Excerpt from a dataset
____

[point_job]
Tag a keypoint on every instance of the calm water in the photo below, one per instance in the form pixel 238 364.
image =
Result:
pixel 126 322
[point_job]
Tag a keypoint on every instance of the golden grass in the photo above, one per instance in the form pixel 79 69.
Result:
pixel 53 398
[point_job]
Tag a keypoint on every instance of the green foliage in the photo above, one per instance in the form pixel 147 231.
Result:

____

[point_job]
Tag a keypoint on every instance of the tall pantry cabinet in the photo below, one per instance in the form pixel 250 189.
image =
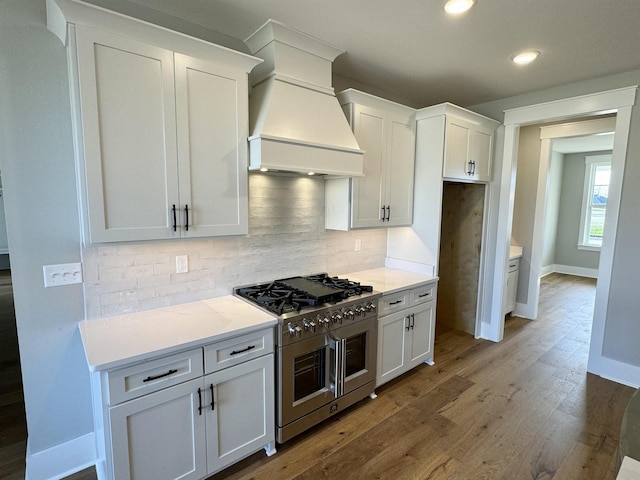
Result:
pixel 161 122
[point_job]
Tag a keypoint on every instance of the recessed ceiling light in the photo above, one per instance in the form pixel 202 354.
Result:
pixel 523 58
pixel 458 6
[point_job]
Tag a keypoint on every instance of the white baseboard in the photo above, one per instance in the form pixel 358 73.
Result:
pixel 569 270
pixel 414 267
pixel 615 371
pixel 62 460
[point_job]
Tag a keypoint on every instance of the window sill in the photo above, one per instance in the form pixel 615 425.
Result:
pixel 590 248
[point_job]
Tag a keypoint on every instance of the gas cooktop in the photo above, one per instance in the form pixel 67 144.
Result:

____

** Stated problem **
Find every line in the dataset excerpt above that contains the word "below" and copy each of those lines.

** Exercise result **
Tag a keypoint on every instance of the calm water in the photo below, one per instance in the form pixel 238 364.
Tag a keypoint on every instance of the tall pantry cabinet in the photo below, one per instance in the form pixel 250 189.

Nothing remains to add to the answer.